Fragmento seleccionado

►

A día de hoy, en plena pandemia, ya no se permiten los ingresos de muchos viejos contagiados en los hospitales, y muchos mueren aislados y sin cuidados paliativos en las residencias, lo cual se funda en la probabilidad de que los ingresados consigan curarse y eso ocurre en mayor medida —según las características de este Covid-19—, cuanto más jóvenes sean los pacientes.

Asociado a esto, un político holandés, representante de una mentalidad extendida en los Países Bajos desde el siglo XVI ha afirmado algo así como que españoles e italianos todavía cuidamos demasiado bien de nuestros mayores. Parece ser que no vale la pena invertir un solo euro, ni un solo minuto de un médico, en hacer algo por ellos.

Esa mentalidad y los criterios prácticos que se derivan de ella, me ha hecho reflexionar en si es posible hacernos con un criterio ciertamente real por el que todos, incluidos los encargados del triaje de los hospitales, tuviéramos la seguridad de que las decisiones que se tomen serán correctas al dictaminar si alguien vive o muere, o en qué pacientes hay que emplearse más para prestar la atención médica.

Es verdad que las decisiones de los médicos en medio de la pandemia apuestan por la probabilidad de supervivencia del enfermo (probabilidad, dado que no es posible en la mayoría de los casos hacer un pronóstico certero al cien por cien), lo cual no parece estar mal, pero tal vez hubiera que considerar que ese simple factor no sea el único a tomar en consideración.

Pienso que cuando alguien muere, sea de la edad que sea, lo que se muere es lo que deja de vivir en un potencial futuro y no lo que ha vivido en el pasado. El pasado no hay forma alguna de que se convierta en nada; el futuro que no se vivirá, de hecho, es nada; pero el futuro que sí se vivirá contendrá la vida que corresponda. Cuando se salva una vida, se salva ese futuro potencial. De ahí que, la apuesta por la probabilidad de supervivencia parece un buen criterio.

Ahora bien, si nos detenemos a pensar en lo que ocurre con los embriones sometidos a la interrupción voluntaria del embarazo, y aplicamos el mismo criterio, no habrá ser vivo más valioso que un embrión humano, ya que le queda todo por vivir en el futuro que se aborta. De donde no habrá crimen mayor del que se comete con embriones que, si no se les mata, tienen una probabilidad de vivir rozando el pleno y además, con una esperanza de vida de 80, 90 o más años.

No entiendo por qué muchos médicos que han hecho el juramento hipocrático pueden contribuir a que se practiquen decenas de miles de abortos o hasta cien mil al año en nuestro país y luego trabajen hasta la extenuación y asumiendo riesgos importantes combatiendo la muerte causada por el coronavirus.

◄

Registros almacenados
►

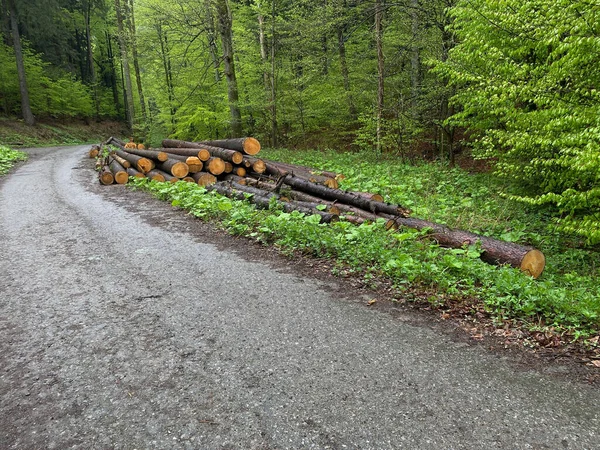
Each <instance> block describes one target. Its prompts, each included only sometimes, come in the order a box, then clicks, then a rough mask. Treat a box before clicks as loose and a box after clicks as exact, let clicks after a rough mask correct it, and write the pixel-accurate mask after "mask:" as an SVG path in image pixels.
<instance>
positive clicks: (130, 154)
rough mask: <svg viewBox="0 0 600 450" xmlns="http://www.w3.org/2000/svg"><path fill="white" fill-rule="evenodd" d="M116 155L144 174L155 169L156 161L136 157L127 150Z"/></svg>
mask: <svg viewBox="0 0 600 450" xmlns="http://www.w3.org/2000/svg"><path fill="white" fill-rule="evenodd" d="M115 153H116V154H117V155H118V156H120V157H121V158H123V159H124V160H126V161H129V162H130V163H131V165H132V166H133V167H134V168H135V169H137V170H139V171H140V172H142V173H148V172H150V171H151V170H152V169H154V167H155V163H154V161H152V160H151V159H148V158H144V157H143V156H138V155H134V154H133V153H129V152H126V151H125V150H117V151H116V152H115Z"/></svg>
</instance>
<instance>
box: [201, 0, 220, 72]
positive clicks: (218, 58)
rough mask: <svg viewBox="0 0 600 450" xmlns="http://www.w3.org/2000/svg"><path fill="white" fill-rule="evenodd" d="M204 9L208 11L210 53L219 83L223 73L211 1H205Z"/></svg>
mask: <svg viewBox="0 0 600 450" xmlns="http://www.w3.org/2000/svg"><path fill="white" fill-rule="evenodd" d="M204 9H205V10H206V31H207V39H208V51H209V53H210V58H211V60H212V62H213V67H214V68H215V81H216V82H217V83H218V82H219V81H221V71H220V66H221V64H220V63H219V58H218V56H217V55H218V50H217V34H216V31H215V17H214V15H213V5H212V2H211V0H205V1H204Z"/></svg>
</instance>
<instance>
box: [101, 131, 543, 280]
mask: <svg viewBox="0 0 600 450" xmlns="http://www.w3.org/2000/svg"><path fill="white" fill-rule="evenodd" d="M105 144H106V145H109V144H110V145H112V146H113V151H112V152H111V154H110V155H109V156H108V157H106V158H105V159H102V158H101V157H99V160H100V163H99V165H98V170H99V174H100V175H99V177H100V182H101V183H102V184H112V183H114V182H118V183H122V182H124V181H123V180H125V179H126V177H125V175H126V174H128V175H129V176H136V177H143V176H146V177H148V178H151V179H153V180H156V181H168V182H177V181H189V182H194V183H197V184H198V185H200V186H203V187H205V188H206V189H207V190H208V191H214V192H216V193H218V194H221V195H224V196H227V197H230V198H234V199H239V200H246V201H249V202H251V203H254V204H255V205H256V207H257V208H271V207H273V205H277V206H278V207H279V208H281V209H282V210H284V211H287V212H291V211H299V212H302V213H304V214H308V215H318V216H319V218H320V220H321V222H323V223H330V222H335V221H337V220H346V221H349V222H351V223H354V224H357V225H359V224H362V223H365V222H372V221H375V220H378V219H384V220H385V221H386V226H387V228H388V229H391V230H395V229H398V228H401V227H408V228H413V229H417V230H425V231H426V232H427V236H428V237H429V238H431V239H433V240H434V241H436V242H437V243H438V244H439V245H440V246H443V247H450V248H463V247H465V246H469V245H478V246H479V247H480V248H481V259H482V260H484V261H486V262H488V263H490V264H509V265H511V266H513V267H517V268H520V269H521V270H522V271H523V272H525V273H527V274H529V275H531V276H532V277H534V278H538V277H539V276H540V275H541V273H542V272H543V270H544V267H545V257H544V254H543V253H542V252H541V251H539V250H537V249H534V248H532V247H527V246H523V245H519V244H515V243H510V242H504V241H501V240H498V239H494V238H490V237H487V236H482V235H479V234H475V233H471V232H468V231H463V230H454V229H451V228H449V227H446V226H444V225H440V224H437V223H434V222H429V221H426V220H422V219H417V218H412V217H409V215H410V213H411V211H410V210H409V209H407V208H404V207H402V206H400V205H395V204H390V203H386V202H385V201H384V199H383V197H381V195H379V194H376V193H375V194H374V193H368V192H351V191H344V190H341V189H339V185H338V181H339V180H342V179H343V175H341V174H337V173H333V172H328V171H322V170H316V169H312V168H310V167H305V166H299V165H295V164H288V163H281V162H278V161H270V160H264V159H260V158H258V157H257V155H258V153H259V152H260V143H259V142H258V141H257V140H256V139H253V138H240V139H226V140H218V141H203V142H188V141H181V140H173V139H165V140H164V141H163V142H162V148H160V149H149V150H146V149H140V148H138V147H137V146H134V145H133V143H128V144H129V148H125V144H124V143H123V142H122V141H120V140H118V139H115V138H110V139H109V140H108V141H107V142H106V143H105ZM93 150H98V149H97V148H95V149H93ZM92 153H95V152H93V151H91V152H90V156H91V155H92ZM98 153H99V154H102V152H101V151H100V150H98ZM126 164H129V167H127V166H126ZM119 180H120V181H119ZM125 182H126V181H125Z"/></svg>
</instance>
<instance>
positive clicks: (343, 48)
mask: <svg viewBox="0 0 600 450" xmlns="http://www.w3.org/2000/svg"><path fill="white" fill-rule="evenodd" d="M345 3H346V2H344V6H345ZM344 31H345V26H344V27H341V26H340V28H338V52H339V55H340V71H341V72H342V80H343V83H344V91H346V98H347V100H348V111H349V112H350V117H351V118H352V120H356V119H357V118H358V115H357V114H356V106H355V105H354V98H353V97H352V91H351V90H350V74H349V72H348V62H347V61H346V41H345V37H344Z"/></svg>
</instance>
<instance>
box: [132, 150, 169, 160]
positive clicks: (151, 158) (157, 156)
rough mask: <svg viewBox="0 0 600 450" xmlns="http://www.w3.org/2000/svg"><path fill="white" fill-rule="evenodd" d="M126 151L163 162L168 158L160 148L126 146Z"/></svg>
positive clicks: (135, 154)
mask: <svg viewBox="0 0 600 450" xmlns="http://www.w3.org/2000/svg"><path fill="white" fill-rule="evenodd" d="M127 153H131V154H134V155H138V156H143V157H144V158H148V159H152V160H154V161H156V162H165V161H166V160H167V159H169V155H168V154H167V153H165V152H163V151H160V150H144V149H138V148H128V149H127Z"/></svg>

◄
►

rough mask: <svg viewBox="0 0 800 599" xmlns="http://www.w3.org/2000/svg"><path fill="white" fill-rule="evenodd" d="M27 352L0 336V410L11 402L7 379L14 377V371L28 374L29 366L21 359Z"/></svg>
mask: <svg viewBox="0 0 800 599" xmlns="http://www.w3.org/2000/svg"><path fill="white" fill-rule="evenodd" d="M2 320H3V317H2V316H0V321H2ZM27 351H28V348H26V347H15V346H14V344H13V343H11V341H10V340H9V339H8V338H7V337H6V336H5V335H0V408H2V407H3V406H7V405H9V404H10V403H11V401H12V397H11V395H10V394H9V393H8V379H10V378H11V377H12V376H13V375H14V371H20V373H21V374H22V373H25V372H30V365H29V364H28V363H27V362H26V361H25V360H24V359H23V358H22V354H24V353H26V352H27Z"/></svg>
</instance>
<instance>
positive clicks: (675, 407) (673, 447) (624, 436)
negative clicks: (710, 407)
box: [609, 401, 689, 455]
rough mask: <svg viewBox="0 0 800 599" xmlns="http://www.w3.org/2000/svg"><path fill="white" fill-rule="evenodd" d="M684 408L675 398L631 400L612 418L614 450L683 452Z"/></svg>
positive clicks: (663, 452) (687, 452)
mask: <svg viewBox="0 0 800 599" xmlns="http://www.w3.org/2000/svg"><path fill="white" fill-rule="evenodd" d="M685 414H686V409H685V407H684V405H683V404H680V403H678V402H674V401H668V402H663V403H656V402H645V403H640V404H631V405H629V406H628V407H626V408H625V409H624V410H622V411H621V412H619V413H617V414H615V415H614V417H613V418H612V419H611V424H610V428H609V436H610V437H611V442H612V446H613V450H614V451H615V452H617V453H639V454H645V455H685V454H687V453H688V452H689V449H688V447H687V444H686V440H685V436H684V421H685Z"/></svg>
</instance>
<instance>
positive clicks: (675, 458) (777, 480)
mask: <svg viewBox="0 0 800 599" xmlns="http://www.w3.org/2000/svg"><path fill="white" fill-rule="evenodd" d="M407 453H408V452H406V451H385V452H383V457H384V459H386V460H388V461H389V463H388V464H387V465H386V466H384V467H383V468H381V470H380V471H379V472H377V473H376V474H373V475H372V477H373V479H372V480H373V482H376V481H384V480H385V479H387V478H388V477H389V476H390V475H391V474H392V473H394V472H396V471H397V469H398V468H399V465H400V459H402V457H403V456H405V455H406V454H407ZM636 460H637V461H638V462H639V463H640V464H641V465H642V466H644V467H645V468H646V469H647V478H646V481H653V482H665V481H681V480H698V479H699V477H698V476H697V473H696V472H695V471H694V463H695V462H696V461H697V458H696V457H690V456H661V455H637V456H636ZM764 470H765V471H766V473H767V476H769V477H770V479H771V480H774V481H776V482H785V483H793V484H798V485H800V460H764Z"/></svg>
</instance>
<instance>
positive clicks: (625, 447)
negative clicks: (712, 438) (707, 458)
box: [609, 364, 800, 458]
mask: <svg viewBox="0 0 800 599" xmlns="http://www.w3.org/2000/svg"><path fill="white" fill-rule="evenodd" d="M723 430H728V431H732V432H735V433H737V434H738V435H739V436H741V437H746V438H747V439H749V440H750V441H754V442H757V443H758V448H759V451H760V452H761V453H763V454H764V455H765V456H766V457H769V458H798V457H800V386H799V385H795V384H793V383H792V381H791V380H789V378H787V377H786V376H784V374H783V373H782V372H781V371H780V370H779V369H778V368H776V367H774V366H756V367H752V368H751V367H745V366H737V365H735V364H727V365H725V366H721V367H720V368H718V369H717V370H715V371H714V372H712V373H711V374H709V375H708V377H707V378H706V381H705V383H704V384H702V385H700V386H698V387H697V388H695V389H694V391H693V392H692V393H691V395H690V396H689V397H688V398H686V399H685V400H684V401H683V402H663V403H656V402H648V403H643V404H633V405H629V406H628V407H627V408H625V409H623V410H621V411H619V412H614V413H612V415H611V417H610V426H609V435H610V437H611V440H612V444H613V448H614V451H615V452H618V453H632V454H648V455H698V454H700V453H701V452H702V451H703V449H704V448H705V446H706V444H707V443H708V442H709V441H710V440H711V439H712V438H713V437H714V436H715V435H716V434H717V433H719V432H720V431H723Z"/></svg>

◄
►

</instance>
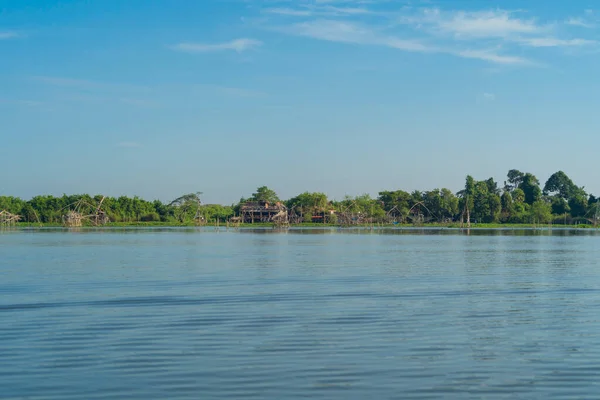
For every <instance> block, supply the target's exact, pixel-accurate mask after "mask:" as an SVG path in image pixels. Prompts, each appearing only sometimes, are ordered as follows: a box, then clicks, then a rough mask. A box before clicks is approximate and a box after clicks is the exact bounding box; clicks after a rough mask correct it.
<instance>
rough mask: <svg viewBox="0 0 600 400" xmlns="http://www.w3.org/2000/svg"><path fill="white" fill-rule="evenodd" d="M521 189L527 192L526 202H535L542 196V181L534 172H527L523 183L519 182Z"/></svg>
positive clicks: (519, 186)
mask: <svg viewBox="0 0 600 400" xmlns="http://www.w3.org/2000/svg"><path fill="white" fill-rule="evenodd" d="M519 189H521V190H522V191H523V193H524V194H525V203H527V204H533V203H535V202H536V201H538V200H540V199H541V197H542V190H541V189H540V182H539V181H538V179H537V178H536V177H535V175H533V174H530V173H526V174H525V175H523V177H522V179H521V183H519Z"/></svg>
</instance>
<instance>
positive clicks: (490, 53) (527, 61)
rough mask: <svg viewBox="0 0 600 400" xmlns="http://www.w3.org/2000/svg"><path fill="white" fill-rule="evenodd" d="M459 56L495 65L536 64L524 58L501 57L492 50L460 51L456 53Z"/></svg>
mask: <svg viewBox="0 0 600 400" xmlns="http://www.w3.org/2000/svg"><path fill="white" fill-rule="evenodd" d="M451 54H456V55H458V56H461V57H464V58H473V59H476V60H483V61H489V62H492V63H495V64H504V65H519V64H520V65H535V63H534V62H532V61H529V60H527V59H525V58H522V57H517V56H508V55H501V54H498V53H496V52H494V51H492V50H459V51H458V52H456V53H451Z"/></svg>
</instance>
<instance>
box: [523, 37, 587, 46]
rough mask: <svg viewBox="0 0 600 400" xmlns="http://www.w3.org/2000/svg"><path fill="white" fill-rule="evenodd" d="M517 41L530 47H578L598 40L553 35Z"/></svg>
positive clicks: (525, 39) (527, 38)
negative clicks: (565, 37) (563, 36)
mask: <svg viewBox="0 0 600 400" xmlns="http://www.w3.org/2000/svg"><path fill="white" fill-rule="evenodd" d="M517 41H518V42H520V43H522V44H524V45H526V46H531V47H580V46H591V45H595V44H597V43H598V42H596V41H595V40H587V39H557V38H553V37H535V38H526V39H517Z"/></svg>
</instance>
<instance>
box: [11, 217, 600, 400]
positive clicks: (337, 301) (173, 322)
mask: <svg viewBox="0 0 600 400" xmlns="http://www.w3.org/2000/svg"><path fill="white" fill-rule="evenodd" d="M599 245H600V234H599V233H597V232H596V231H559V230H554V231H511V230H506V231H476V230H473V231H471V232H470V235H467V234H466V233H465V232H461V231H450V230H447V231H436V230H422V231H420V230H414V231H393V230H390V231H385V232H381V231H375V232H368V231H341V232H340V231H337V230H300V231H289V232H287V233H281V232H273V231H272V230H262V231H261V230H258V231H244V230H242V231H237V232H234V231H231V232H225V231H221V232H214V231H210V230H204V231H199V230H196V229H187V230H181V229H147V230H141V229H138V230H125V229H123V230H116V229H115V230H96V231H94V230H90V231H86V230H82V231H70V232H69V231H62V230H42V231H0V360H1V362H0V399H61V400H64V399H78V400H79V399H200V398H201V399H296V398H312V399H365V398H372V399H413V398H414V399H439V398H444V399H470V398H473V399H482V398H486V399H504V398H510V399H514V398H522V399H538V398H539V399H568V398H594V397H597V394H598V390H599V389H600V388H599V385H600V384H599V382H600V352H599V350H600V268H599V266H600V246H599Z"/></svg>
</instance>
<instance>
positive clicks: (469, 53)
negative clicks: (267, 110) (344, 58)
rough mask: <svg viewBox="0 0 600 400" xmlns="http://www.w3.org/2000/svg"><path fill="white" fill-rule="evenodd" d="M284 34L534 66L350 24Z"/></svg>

◄

Tareas
1. Según el texto sobre el triaje en la pandemia, ¿por qué la apuesta por la probabilidad de supervivencia parece un buen criterio? Responde en una a tres oraciones.
2. Retoma el texto sobre el triaje en la pandemia y continúalo a partir de su última oración.

Respuestas del ejercicio
1. Cuando alguien muere, lo que se pierde es lo que dejaría de vivir en un futuro potencial, no lo que ya vivió en el pasado. Al salvar una vida se salva ese futuro potencial, por lo que apostar por la probabilidad de supervivencia parece un buen criterio.

2.
No tiene sentido someter a contradicción el criterio de la supervivencia. Luego, no parece que ese criterio sea el único bajo el que se toman las decisiones sobre la vida y la muerte.

Por otro lado, tenemos el tema de la eutanasia (del que hice un artículo en este mismo blog bajo el título La eutanasia y el valor de la vida).

El derecho al suicidio, fundado en que hay estados en los que una persona —o alguien allegado— juzga que no vale la pena vivir como vive, no se atiene a criterios de edad ni tampoco de esperanza de vida, hasta el punto de que alguien debe causar intencionalmente su muerte para terminar con su vida.

Por lo tanto, no siempre se cumple el criterio médico, individual o social, fundado en la probabilidad de supervivencia que se estima para una persona dada.

En el caso de la eutanasia se estima el criterio de la calidad de vida de la persona, unas veces subjetivo y otras objetivo, por encima del valor de su duración y, en base a aquel, se juzga la duración prevista como algo, no como un valor positivo, sino negativo.

En consecuencia, la mayor esperanza de vida comparativa entre dos pacientes, para dar la prestación sanitaria que pueda salvar una vida, no ofrece la impresión de que sea un criterio con la solidez suficiente como para considerar que sea el único a tener en cuenta.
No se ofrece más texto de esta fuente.